*Leestekst*
☆ ☆ ☆ ☆ ☆

HUMO Pablo Picasso, zelf schatrijk, dwong u, uw broer en uw ouders tot een materieel en emotioneel armoedig leven: is dat de kern van uw verwijt?

PICASSO «We leefden van kleine beetjes uit zijn hand, en we moesten wel eens kiezen tussen de huur of het brood betalen, maar die materiële armoede vind ik niet zo erg: als je zoals ik door de derde wereld getrokken bent, lach je daar eens mee. De affectieve armoede is erger. Picasso heeft ons in een systeem gestopt dat ons vernietigd heeft. Hij was de Uebermensch die ons verpletterde, omdat hij zelf alle ruimte nodig had. En als je in zo’n systeem geboren bent, heb je de kracht niet om er ooit uit weg te geraken. We zagen het ook aan vader: die is zijn leven lang een jongetje gebleven, want Picasso heeft hem belet een normale man te worden. Zijn hele leven heeft hij van zijn vader te horen gekregen dat het niks met hem zou worden, en Picasso gebruikte die nietsnut dan maar als een soort chauffeur.

»Mijn broer en ik stonden elkaar als tweelingen zo na. We hadden snel door hoe zwaar het gewicht van de naam Picasso op ons woog, en probeerden er samen onder uit te komen. Pablito was pessimistischer dan ik, maar ook veel lucider. Toen enkele jaren na zijn dood de erfenis kwam, wou ik daar eigenlijk niet van weten. Ik wou dat fortuin helemaal niet alléén hebben.»

☆ ☆ ☆ ☆ ☆

*Gegevenslijst*
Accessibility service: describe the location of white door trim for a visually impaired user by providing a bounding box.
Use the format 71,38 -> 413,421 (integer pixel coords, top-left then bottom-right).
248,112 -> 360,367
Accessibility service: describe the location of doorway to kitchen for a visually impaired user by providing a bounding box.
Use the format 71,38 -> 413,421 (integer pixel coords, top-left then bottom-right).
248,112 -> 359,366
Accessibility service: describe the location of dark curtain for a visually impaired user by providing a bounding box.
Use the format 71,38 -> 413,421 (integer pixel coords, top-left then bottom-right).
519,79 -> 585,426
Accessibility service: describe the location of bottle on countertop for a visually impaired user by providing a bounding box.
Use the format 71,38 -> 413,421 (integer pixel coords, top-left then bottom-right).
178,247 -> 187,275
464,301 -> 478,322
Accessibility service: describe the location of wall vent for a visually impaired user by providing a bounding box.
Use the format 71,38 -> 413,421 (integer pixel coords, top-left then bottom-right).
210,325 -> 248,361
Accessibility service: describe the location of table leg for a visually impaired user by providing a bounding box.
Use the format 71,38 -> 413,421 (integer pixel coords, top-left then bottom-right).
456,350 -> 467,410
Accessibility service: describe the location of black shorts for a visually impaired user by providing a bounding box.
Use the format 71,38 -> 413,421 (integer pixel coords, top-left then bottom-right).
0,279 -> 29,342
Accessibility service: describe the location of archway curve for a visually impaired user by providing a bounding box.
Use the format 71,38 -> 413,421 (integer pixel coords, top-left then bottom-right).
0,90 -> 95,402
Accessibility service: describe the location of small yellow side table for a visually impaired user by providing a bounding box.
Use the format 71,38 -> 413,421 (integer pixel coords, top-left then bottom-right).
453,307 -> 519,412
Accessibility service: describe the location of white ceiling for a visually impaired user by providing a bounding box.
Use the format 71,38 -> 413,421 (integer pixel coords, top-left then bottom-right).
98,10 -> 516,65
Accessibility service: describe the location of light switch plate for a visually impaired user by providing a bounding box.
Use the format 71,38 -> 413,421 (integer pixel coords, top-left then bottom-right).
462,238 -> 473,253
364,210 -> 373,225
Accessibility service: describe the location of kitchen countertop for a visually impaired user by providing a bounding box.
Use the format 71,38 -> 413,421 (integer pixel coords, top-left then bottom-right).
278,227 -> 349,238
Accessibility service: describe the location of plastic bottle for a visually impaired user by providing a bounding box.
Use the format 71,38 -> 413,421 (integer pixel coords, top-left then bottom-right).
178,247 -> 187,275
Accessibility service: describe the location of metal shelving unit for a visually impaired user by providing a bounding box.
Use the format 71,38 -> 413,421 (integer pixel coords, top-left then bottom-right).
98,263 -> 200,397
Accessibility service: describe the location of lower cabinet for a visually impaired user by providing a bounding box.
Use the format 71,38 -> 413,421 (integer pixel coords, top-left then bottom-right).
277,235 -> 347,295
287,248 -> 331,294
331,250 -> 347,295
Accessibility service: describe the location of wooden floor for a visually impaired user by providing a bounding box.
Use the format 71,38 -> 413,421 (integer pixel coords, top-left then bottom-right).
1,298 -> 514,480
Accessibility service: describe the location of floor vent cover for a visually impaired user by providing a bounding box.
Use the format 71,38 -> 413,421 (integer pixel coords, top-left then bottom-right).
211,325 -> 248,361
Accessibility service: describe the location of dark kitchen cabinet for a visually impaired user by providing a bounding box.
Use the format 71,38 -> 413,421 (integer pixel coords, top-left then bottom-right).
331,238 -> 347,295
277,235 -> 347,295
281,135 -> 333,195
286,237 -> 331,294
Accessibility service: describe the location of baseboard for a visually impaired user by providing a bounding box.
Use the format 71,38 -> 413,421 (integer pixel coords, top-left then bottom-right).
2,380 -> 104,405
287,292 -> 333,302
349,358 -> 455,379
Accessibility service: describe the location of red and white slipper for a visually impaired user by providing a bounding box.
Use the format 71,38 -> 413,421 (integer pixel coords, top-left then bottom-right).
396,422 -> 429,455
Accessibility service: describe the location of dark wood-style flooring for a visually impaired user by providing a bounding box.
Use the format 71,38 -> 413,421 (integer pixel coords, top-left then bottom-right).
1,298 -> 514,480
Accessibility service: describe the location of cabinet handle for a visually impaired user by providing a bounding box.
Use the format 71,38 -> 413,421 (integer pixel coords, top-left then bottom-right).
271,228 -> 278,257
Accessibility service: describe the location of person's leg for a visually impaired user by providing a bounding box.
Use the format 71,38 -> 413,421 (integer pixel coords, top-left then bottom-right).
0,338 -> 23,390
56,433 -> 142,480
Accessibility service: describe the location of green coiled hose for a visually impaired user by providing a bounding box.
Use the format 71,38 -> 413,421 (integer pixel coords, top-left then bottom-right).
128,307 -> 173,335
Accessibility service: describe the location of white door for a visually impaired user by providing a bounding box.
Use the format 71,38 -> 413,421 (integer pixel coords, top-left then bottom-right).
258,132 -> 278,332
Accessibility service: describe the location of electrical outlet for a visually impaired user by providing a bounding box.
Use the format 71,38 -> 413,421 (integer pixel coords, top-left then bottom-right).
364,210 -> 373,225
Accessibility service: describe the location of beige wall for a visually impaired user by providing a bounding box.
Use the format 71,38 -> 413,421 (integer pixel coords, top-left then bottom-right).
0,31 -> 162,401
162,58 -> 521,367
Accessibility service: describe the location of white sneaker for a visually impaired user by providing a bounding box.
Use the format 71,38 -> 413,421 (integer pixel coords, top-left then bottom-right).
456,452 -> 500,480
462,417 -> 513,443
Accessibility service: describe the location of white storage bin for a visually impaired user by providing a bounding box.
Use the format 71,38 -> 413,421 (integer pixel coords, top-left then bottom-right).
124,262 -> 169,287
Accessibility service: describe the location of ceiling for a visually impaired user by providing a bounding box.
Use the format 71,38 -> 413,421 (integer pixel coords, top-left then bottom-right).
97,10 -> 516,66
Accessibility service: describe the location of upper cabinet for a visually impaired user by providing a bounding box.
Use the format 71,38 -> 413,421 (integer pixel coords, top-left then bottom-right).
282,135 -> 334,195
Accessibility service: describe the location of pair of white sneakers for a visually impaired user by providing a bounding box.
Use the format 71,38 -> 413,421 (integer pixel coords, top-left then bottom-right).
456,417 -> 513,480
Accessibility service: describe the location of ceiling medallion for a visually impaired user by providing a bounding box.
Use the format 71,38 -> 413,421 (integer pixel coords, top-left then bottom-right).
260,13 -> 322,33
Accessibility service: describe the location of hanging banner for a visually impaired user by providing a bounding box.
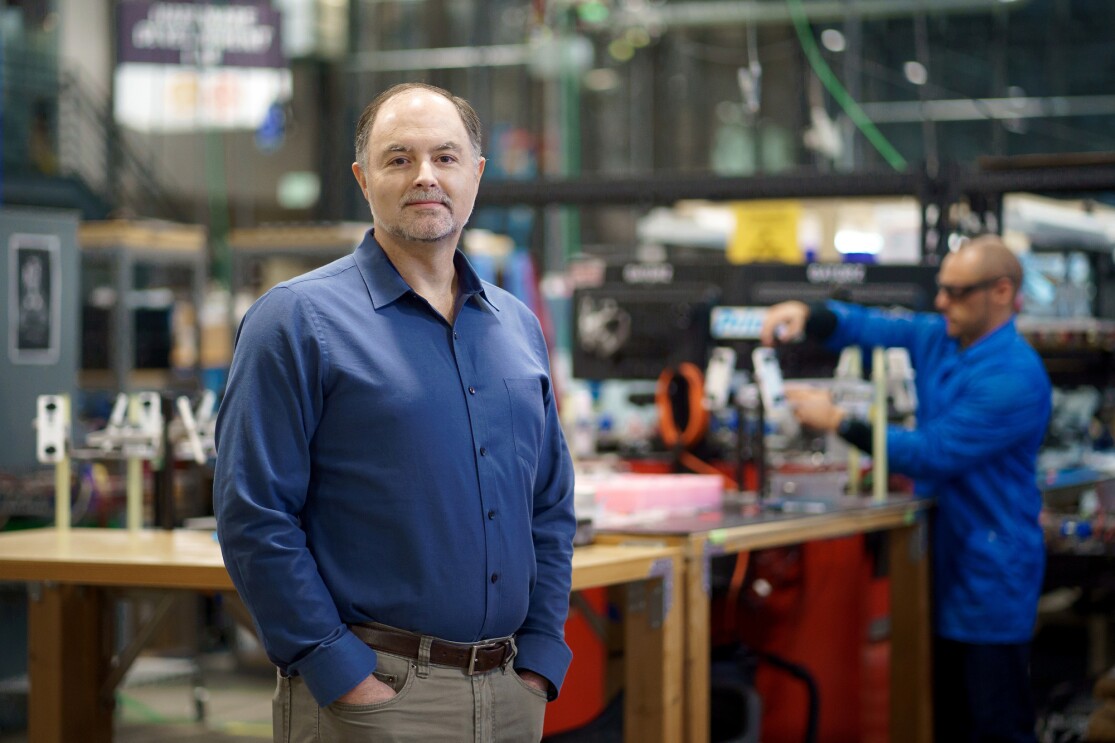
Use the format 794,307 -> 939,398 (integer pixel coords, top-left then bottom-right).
8,233 -> 62,365
115,0 -> 291,132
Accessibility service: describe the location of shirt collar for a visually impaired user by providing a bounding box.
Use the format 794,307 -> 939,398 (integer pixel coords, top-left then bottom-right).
964,317 -> 1018,355
353,229 -> 500,311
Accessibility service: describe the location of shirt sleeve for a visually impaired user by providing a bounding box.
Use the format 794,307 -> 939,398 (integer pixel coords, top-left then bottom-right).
886,369 -> 1049,481
213,288 -> 376,706
515,321 -> 576,699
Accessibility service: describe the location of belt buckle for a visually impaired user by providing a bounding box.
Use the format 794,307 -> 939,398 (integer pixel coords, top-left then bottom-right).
465,645 -> 479,676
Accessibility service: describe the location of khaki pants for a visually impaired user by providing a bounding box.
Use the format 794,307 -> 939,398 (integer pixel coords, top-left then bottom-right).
272,653 -> 546,743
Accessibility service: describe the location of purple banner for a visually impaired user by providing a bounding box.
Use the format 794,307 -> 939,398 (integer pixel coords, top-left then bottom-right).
116,0 -> 285,67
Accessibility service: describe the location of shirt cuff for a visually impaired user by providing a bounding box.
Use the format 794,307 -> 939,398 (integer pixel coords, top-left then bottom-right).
513,634 -> 573,702
288,629 -> 377,707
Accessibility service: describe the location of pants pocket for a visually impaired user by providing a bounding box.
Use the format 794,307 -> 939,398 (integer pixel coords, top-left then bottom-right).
320,653 -> 416,741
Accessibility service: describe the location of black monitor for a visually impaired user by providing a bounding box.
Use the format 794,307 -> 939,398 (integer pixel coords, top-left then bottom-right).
573,282 -> 720,379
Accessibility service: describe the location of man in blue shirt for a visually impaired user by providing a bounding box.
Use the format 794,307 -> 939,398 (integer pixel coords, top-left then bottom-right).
213,84 -> 575,743
762,237 -> 1051,743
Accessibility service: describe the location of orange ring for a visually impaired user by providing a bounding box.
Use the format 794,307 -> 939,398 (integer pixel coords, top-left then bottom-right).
655,361 -> 708,448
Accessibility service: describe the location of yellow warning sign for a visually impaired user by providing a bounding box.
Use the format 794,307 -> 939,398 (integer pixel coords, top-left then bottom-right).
728,201 -> 803,263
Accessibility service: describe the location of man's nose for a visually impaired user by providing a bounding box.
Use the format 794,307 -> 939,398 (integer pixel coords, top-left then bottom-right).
415,160 -> 437,186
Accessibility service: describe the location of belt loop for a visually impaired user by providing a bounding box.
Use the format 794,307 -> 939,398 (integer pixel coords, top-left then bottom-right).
418,635 -> 434,678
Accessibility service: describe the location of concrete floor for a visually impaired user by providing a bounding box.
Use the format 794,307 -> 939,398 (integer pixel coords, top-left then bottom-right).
0,667 -> 274,743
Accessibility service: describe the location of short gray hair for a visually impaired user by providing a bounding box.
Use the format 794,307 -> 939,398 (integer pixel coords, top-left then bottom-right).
356,83 -> 483,167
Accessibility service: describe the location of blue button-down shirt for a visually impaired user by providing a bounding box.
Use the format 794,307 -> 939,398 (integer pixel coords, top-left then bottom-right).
827,302 -> 1053,644
213,231 -> 576,705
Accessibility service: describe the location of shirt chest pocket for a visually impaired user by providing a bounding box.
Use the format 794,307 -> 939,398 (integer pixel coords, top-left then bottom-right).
503,378 -> 545,470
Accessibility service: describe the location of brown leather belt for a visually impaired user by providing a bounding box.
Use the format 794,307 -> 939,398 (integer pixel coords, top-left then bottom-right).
350,625 -> 512,676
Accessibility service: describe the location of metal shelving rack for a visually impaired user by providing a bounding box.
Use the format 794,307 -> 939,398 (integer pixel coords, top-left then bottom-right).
229,222 -> 369,297
78,220 -> 209,390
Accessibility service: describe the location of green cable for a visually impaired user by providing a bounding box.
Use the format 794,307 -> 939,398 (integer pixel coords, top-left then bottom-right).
116,692 -> 169,724
786,0 -> 906,171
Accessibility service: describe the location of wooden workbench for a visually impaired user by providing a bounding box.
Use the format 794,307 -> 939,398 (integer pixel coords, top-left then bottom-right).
0,529 -> 683,743
597,490 -> 933,743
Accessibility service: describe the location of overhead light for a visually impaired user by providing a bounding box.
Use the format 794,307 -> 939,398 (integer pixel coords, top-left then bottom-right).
902,61 -> 929,85
833,230 -> 883,255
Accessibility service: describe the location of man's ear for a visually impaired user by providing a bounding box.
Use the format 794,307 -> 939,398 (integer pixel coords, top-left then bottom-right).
352,163 -> 368,201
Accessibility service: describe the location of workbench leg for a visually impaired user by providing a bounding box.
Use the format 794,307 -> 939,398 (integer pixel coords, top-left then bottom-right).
623,559 -> 685,743
889,519 -> 933,743
27,583 -> 113,743
683,539 -> 712,743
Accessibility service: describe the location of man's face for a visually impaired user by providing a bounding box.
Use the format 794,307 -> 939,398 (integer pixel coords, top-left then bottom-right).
352,90 -> 484,244
934,245 -> 996,347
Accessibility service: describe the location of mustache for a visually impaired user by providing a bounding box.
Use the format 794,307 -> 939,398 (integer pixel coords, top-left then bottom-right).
403,191 -> 452,206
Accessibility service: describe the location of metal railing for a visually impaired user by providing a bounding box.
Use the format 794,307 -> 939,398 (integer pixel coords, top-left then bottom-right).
0,46 -> 186,221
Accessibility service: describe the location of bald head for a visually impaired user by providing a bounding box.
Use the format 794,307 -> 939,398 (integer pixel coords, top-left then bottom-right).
957,234 -> 1022,295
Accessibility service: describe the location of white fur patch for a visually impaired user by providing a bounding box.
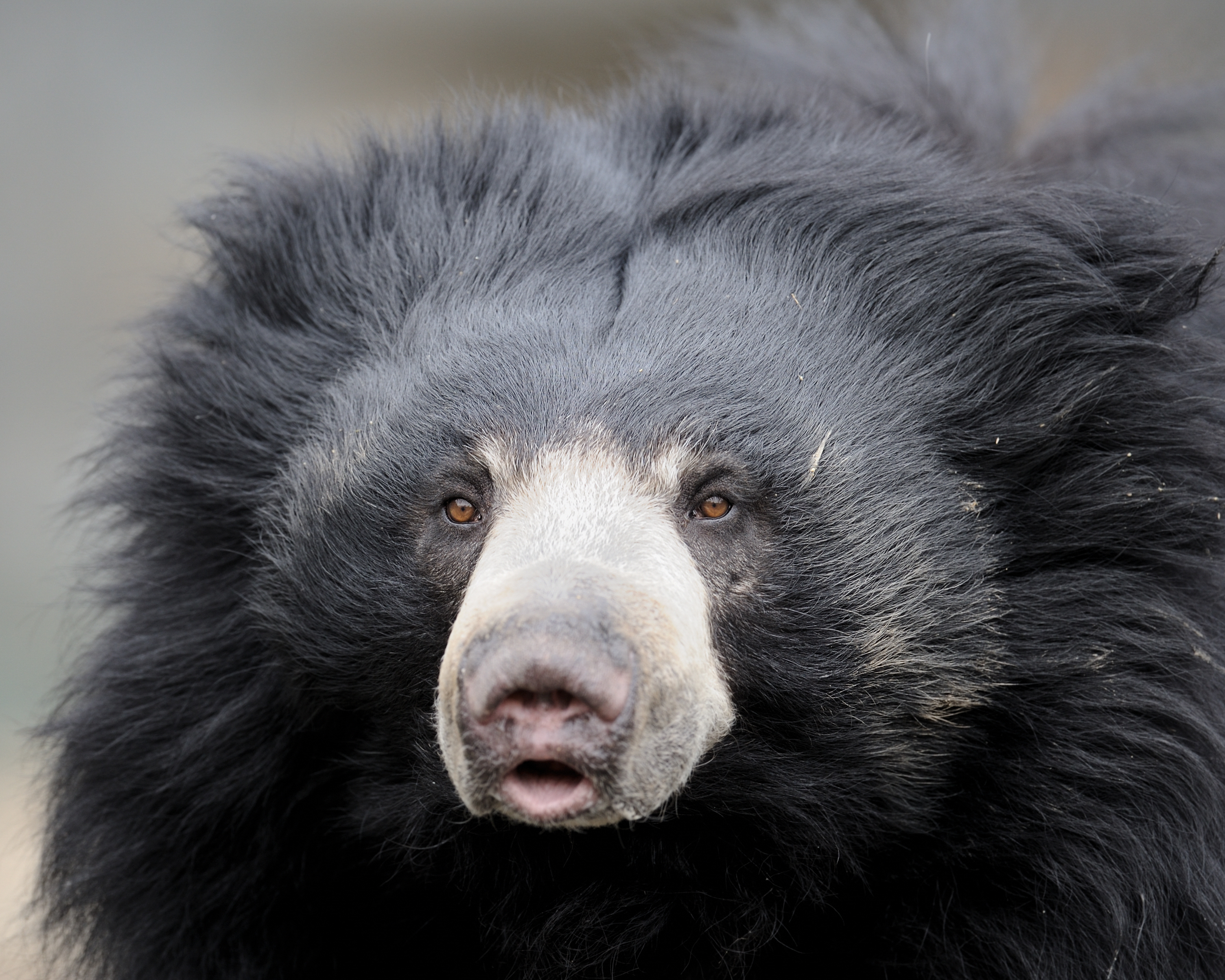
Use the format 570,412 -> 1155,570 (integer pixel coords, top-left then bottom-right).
438,436 -> 733,826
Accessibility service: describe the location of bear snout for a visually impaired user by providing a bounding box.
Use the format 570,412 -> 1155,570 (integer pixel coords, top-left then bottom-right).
459,626 -> 633,823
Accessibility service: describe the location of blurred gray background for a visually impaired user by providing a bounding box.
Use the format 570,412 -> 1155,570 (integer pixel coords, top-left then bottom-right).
0,0 -> 1225,980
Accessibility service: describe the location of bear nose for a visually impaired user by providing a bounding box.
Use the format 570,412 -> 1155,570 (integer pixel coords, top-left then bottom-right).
462,631 -> 632,729
459,625 -> 633,825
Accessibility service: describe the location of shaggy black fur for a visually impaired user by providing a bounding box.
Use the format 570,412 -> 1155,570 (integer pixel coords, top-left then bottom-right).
36,2 -> 1225,980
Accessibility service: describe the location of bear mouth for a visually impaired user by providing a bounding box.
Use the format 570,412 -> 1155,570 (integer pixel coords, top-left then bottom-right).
501,758 -> 598,823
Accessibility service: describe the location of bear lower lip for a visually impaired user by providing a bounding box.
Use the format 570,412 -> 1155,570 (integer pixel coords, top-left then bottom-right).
501,759 -> 597,823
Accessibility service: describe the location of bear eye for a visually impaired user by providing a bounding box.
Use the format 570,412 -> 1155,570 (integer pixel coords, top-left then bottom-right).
693,495 -> 731,521
442,497 -> 480,524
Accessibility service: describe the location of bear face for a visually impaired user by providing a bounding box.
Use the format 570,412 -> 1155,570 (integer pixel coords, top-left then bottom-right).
36,4 -> 1225,978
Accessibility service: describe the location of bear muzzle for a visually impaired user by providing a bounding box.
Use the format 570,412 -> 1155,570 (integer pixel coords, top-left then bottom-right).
459,602 -> 636,825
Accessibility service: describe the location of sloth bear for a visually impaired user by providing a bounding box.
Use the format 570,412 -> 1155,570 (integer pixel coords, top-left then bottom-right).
42,6 -> 1225,980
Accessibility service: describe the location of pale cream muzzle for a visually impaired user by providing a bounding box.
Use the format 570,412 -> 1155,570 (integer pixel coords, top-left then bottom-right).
438,447 -> 733,827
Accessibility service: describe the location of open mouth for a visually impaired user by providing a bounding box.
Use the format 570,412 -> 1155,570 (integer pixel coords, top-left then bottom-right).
501,758 -> 597,823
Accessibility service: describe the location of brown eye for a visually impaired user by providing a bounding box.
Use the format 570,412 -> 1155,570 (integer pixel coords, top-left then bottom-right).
442,497 -> 480,524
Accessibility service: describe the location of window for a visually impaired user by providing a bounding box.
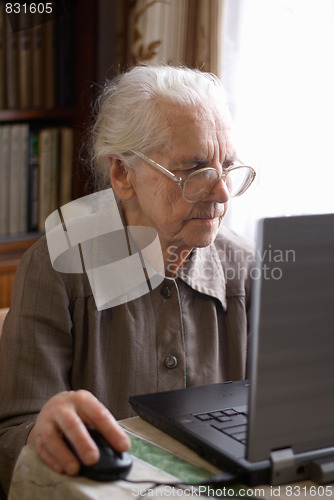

☆ ☆ ☆ ☆ ☆

*Opdrachten*
- A) Beantwoord deze vragen over het interview:
(i) Tussen welke twee dingen moest het gezin soms kiezen?
(ii) Als wat gebruikte Picasso de vader?
(iii) Hoe beschrijft de geïnterviewde Pablito in vergelijking met zichzelf?
- B) Geef bij elke bewering aan of die klopt met het interview:
(i) De geïnterviewde vindt de materiële armoede erger dan de affectieve.
(ii) De vader is zijn leven lang een jongetje gebleven.
(iii) De geïnterviewde wilde het fortuin graag alleen hebben.
De lijst speelt hierbij geen rol.

*Oplossingen*
- A)
(i) Tussen de huur en het brood.
(ii) Als een soort chauffeur.
(iii) Pablito was pessimistischer, maar ook veel lucider.

- B)
(i) Nee: "De affectieve armoede is erger."
(ii) Ja: "die is zijn leven lang een jongetje gebleven"
(iii) Nee: "Ik wou dat fortuin helemaal niet alléén hebben."